--- Extrait source ---
Transparence des salaires : ces entreprises qui jouent cartes sur table

La transparence des salaires n’est pas un usage répandu en France, que ce soit au sein d’une entreprise ou dans la vie privée. À la question : combien gagnes-tu ? Beaucoup d’entre nous contournent cette interrogation en évoquant une fourchette salariale. Face à ce tabou, les inégalités salariales ont prospéré sans que l’on puisse réellement mesurer leurs étendues.

Dans un souci de transparence notamment initié par la RSE, les entreprises sont invitées – pour ne pas dire progressivement contraintes avec la nouvelle directive européenne (2023/970 du 10 mai 2023)  – à communiquer sur leur politique de rémunération auprès de leurs parties prenantes.

Transparence des salaires : ces entreprises qui jouent cartes sur table
Transparence salariale : ces entreprises qui cassent les codes et misent sur l’équité.

Ces entreprises qui montrent l’exemple

En France

Shine : une start-up avant-gardiste qui mise sur la communication

Shine est une banque française en ligne qui s’est rapidement imposée sur le marché à destination des TPE, PME et travailleurs indépendants. Voulant dépoussiérer le modèle financier des banques traditionnelles, l’équipe Shine s’évertue depuis sa création à communiquer sur ses valeurs et sa volonté de s’adapter aux besoins de ses utilisateurs.

Ainsi, Shine a mis en place une grille salariale[1] consultable par ses salariés dès 2018.
---
* Consigne 1 *
Restituez le passage de l'article sur la transparence salariale qui commence par les mots contenant « Dans un souci » et se termine par « leurs parties prenantes. ».
* Consigne 2 *
D'après l'article sur la transparence salariale, à partir de quelle année les salariés de Shine peuvent-ils consulter la grille salariale de l'entreprise ?
* Consigne 3 *
Rédigez la suite de l'article sur la transparence salariale, après sa dernière phrase.
--- Extrait des données ---
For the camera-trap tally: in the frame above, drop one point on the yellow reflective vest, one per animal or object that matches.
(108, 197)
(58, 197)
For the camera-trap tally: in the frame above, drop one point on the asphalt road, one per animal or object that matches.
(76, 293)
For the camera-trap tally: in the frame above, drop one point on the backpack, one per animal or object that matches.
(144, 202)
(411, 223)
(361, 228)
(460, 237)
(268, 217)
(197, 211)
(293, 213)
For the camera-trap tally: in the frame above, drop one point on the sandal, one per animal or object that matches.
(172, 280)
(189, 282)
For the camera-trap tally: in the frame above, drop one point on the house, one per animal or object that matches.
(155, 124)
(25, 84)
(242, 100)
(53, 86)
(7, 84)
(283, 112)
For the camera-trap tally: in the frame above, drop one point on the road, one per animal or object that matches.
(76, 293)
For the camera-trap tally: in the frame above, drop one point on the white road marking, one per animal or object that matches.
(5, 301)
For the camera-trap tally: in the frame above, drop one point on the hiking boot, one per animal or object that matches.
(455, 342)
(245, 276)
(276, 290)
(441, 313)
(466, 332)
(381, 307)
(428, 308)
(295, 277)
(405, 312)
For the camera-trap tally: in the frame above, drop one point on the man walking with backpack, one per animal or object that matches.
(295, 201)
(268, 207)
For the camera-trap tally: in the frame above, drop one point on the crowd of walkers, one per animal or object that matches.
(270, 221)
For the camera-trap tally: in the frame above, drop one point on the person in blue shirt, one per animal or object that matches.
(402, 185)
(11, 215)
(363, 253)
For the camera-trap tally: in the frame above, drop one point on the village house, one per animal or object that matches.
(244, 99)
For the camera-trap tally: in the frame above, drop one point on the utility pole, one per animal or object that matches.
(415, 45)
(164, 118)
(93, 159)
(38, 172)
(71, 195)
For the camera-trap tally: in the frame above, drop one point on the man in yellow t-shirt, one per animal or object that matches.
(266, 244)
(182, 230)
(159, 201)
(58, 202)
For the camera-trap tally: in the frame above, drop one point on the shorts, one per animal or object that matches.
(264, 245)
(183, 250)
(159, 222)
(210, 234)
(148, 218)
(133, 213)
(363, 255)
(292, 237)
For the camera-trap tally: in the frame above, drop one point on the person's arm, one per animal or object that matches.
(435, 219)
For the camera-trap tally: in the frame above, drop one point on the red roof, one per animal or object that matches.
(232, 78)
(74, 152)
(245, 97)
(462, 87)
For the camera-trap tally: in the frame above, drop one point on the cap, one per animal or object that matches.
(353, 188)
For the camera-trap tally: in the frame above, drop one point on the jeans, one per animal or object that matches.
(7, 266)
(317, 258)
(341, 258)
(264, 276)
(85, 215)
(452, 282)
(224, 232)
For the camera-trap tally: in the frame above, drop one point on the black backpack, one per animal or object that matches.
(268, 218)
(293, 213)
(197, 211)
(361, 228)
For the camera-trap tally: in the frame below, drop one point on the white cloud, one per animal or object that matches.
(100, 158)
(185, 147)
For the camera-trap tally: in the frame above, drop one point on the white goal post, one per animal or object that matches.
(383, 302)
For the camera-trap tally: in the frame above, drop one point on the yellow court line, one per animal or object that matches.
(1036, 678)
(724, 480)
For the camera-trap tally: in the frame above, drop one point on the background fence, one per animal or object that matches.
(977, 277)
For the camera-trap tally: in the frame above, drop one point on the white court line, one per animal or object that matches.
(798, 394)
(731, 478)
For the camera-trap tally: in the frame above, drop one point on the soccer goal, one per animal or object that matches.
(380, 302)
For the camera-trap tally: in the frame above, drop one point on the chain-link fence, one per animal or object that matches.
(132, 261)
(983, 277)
---
* Résultat final 1 *
Dans un souci de transparence notamment initié par la RSE, les entreprises sont invitées – pour ne pas dire progressivement contraintes avec la nouvelle directive européenne (2023/970 du 10 mai 2023)  – à communiquer sur leur politique de rémunération auprès de leurs parties prenantes.

* Résultat final 2 *
Dès 2018.

* Résultat final 3 *
Trois critères principaux sont pris en compte dans cette grille salariale :

  1. le métier, avec différents niveaux allant de débutant à expert/inspirateur ;
  2. l’ancienneté dans la vie active, ce qui permet de prendre en compte la carrière de chaque salarié et pas seulement son ancienneté au sein de l’entreprise Shine ;
  3. un bonus par personne à charge, afin de prendre en compte la réalité économique des salariés ayant à leur charge des enfants ou des parents dépendants.

La communication est bien rodée dans ce groupe, avec une volonté affirmée :

  • de lutter contre les inégalités salariales ;
  • d’être transparent sur ce que l’entreprise estime être un salaire convenable selon chaque poste et profil de salarié ;
  • de faire évoluer tous les ans la grille salariale, afin de maintenir un niveau de rémunération supérieur à la moyenne, de fidéliser ses employés et d’attirer les meilleurs talents.

Concrètement, Shine utilise un outil d’analyse des marchés afin de déterminer un salaire de base cohérent pour chaque profil. Afin que le mode de calcul de chaque salaire soit le plus compréhensible possible, l’entreprise a également créé un simulateur de salaire en ligne pour ses salariés et candidats à un poste.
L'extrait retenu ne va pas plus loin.